__What is needed__: Your response should contain every line from the data below that holds the string "instance".

__Task data__:
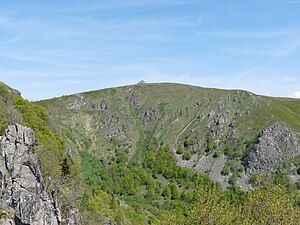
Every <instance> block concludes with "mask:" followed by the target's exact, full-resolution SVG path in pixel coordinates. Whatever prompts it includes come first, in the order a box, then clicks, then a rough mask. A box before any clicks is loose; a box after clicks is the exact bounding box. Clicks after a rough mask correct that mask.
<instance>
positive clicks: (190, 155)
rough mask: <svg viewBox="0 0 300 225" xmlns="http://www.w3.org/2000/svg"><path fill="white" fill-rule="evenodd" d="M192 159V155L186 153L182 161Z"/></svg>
mask: <svg viewBox="0 0 300 225" xmlns="http://www.w3.org/2000/svg"><path fill="white" fill-rule="evenodd" d="M191 158H192V153H190V152H188V151H185V152H184V153H183V156H182V159H184V160H190V159H191Z"/></svg>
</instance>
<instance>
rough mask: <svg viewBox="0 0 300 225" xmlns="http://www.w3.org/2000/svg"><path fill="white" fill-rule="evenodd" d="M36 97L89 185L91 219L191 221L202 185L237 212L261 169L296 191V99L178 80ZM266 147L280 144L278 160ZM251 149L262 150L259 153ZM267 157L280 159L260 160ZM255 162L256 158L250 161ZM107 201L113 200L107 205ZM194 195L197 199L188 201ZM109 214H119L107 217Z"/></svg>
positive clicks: (85, 179) (249, 217) (198, 206)
mask: <svg viewBox="0 0 300 225" xmlns="http://www.w3.org/2000/svg"><path fill="white" fill-rule="evenodd" d="M37 104H39V105H41V106H43V107H44V108H45V109H46V111H47V112H48V113H49V116H50V117H51V119H52V121H53V124H54V126H55V129H56V130H57V131H58V132H59V133H60V134H61V135H62V136H63V137H64V139H65V142H66V145H67V147H68V152H69V155H70V156H71V158H72V159H73V160H74V161H76V162H80V163H81V169H82V172H83V177H84V179H85V182H86V184H87V185H88V186H87V188H85V194H84V196H85V198H83V199H84V201H83V203H82V204H81V206H82V209H81V210H82V213H83V214H84V217H85V218H87V221H88V223H89V224H94V223H96V222H95V221H97V218H98V219H99V218H102V220H103V218H110V220H111V221H116V222H118V221H119V222H118V223H120V224H144V223H147V221H148V223H153V224H155V223H159V220H161V221H164V222H162V224H168V221H169V224H174V223H173V222H172V220H171V219H170V218H173V217H174V218H175V220H176V221H179V219H180V216H182V219H183V220H184V221H185V220H186V219H187V220H186V221H185V222H184V221H183V222H182V223H181V224H185V223H186V224H191V221H190V219H191V217H190V216H192V215H190V214H189V213H190V212H191V210H192V209H191V208H190V207H189V206H191V207H195V208H196V209H197V210H198V209H199V207H200V208H201V207H202V208H203V205H201V204H200V203H199V202H198V200H199V196H198V194H199V193H201V192H203V190H205V191H209V190H210V191H212V193H214V194H213V195H216V196H215V197H216V198H217V199H218V198H220V199H221V200H220V199H219V200H216V199H215V200H216V201H217V202H220V201H223V200H224V201H225V202H227V203H228V204H229V205H228V207H229V208H231V207H233V208H231V210H233V211H230V209H229V208H227V209H228V210H229V211H230V212H228V213H232V214H235V213H237V212H241V210H242V209H241V208H240V204H246V203H245V202H247V204H248V203H249V201H250V200H249V199H251V196H249V195H248V194H245V193H244V192H241V190H240V189H239V186H241V187H243V185H244V183H245V182H246V183H247V182H248V186H247V185H246V189H247V188H249V185H250V187H253V186H254V185H259V184H260V185H261V184H262V183H263V181H264V178H263V176H264V172H265V171H264V169H269V170H268V171H271V173H272V174H273V175H274V176H273V177H275V178H274V179H275V180H274V179H273V180H272V182H275V183H276V184H284V185H287V186H288V189H289V190H290V192H293V193H294V191H295V193H297V191H296V187H297V183H296V184H295V185H292V186H291V185H290V184H289V182H288V181H287V179H288V178H287V177H288V175H291V176H293V177H294V179H296V180H295V182H296V181H297V179H298V177H297V176H298V175H297V168H298V167H299V162H300V161H299V153H298V152H299V151H298V149H299V144H298V143H300V142H299V132H300V118H299V112H300V100H298V99H281V98H271V97H265V96H257V95H254V94H252V93H249V92H246V91H241V90H235V91H229V90H219V89H208V88H200V87H194V86H187V85H181V84H139V85H132V86H125V87H119V88H111V89H105V90H99V91H92V92H86V93H80V94H75V95H70V96H63V97H61V98H54V99H50V100H45V101H40V102H37ZM273 136H274V138H273V139H272V137H273ZM278 140H281V141H278ZM289 140H290V142H292V143H289ZM277 142H278V143H277ZM273 143H275V144H276V145H274V146H273V145H272V144H273ZM269 145H271V147H270V146H269ZM267 146H269V147H267ZM273 148H274V149H280V151H281V150H282V152H283V153H282V154H281V155H282V157H281V158H276V157H275V156H273V155H272V154H270V152H271V153H272V152H273ZM257 149H264V152H263V154H262V155H259V154H258V153H257V152H256V151H257ZM270 149H271V150H270ZM264 157H265V158H272V157H273V159H274V160H273V161H278V162H279V163H278V165H277V164H276V165H274V163H273V161H271V162H270V163H269V164H268V163H267V164H266V163H264V160H265V158H264ZM256 159H261V162H262V163H260V164H255V160H256ZM251 160H252V161H251ZM265 164H266V165H265ZM251 165H253V168H250V167H251ZM185 167H187V168H189V169H185ZM193 171H196V172H193ZM198 171H199V172H201V174H202V175H201V174H200V173H198ZM249 171H250V172H249ZM251 171H252V172H251ZM253 171H254V172H253ZM256 171H258V172H259V173H258V174H257V173H255V172H256ZM268 171H267V172H268ZM274 171H277V172H278V173H277V172H276V173H275V172H274ZM260 173H261V174H262V175H261V174H260ZM203 174H206V175H203ZM207 175H208V176H210V177H211V178H212V179H213V180H214V181H220V182H221V184H222V187H221V186H219V185H218V184H217V183H213V182H212V181H211V180H210V179H209V177H208V176H207ZM268 175H269V174H268ZM245 180H246V181H245ZM249 183H251V184H249ZM238 185H239V186H238ZM299 186H300V185H299ZM226 187H227V189H228V190H227V191H225V192H220V190H221V189H222V188H223V189H225V188H226ZM262 192H263V190H262ZM104 193H108V194H109V195H111V196H114V197H113V198H111V197H109V195H108V196H107V197H106V199H108V200H107V201H106V203H105V204H104V203H103V204H102V206H100V205H99V204H100V203H101V201H103V199H105V197H103V194H104ZM256 194H258V192H257V193H256V192H255V194H254V195H256ZM250 195H251V193H250ZM115 197H116V198H115ZM273 197H274V196H273ZM273 197H272V198H273ZM101 199H102V200H101ZM114 199H116V201H117V202H118V201H119V202H118V203H117V204H115V203H112V202H113V201H114ZM275 199H277V197H275ZM100 200H101V201H100ZM294 200H295V199H294ZM99 201H100V203H99ZM197 202H198V203H199V204H200V205H193V204H194V203H195V204H198V203H197ZM227 203H226V204H227ZM224 204H225V203H224ZM247 204H246V205H247ZM249 204H250V203H249ZM103 205H105V206H103ZM112 205H113V206H112ZM283 205H284V204H283ZM120 206H122V207H120ZM217 206H218V207H219V206H220V205H219V204H217ZM248 206H249V205H248ZM226 207H227V206H226ZM249 207H250V206H249ZM270 207H271V206H270ZM125 209H126V210H127V211H124V210H125ZM174 210H175V211H174ZM235 210H236V211H235ZM112 212H114V213H113V215H116V214H117V215H120V217H118V218H116V217H115V216H111V215H112V214H111V213H112ZM116 212H117V213H116ZM234 212H235V213H234ZM115 213H116V214H115ZM199 213H200V212H199ZM137 215H139V216H137ZM164 215H168V217H167V218H165V217H164ZM251 216H253V215H249V218H248V219H250V217H251ZM252 219H253V218H252ZM233 220H234V219H233ZM242 220H243V219H241V221H242ZM250 220H251V219H250ZM170 221H171V222H170ZM195 221H198V220H195ZM220 221H221V220H220ZM98 222H99V221H98ZM216 224H218V223H216ZM220 224H222V223H221V222H220ZM228 224H230V223H229V222H228ZM262 224H263V223H262Z"/></svg>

__Response below__:
Every <instance> block concludes with "mask:" followed by the target's exact, full-resolution SVG path in pixel coordinates. Whatever prompts it includes come first, in the order a box, then clicks, then a rough mask. A box before any clicks is loose; a box after clicks is the exact bounding box. Clicks after a rough mask correct that mask.
<instance>
</instance>
<instance>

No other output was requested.